> [Exercise instructions]: The entries below are to be repeated exactly as they stand.

> [Stored data]:
+-------+

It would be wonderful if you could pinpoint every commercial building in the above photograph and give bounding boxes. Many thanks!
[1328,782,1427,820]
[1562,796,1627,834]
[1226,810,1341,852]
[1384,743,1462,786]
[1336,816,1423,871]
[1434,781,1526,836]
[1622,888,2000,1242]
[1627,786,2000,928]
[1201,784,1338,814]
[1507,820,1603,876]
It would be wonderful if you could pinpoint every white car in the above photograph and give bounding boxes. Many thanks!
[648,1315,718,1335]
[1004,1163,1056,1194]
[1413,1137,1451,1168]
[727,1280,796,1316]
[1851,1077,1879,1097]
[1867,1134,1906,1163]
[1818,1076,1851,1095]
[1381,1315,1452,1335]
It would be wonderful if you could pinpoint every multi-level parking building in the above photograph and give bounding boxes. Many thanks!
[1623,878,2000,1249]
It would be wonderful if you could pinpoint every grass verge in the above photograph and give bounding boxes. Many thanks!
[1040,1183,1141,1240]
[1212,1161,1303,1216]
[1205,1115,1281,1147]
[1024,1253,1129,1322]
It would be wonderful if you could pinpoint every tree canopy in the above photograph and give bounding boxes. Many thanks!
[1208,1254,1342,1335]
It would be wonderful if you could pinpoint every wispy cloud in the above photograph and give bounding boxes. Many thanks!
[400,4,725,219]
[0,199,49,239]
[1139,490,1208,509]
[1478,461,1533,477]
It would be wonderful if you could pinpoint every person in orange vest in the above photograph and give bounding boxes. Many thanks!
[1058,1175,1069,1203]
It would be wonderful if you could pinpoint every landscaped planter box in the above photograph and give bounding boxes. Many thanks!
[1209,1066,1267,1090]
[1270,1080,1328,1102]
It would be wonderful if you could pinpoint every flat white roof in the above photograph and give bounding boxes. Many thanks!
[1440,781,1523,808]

+-------+

> [Answer box]:
It would be wonderful if you could pinpoint every commercial building in the above photograph and give bounding boxes. Many thanks!
[1328,782,1427,820]
[1562,796,1627,834]
[1226,810,1341,852]
[1384,743,1462,786]
[1336,816,1423,871]
[1434,781,1526,836]
[1622,888,2000,1242]
[1627,786,2000,928]
[1201,784,1338,814]
[1507,820,1603,876]
It would be wonderful if you could pinpoint every white car in the above photograph and give bounding boxes. Many thanks!
[648,1315,718,1335]
[1004,1163,1056,1194]
[1413,1137,1451,1168]
[727,1280,796,1316]
[1851,1077,1879,1097]
[1867,1134,1906,1163]
[1818,1076,1851,1095]
[1381,1315,1452,1335]
It would be wonderful if you could pinpoint every multi-level parking building in the above photograph and give bounding boxes. Many thanks!
[1623,878,2000,1249]
It would be wonderful if you could pinpoint every grass verge in the above photograph and give bounding boxes. Many thanks!
[1040,1183,1141,1240]
[1212,1161,1303,1216]
[1205,1115,1281,1147]
[1024,1253,1129,1322]
It would be wonderful if you could pinpoint every tree canopy in the above photograph and give bounding boxes. Many thanks!
[1208,1254,1342,1335]
It would be wonderful if you could pinpoint every wispy cloud in the above photograph and give bounding boxes. Many thanks!
[400,4,725,219]
[0,199,49,239]
[1139,490,1208,509]
[1478,461,1533,477]
It would be wonderful if you could pinpoint every person in orange vest in the above photograph and give bounding boxes. Many thanks!
[1058,1175,1069,1203]
It would be wonderful if you could pinpoint every landscaped planter box in the above photograph and give bounding boxes. Many thanks!
[1209,1066,1267,1090]
[1270,1080,1328,1102]
It would be wonderful if you could pinpoint every flat white roof in the above photograph and give bounding boxes. Many thanks!
[1440,781,1523,808]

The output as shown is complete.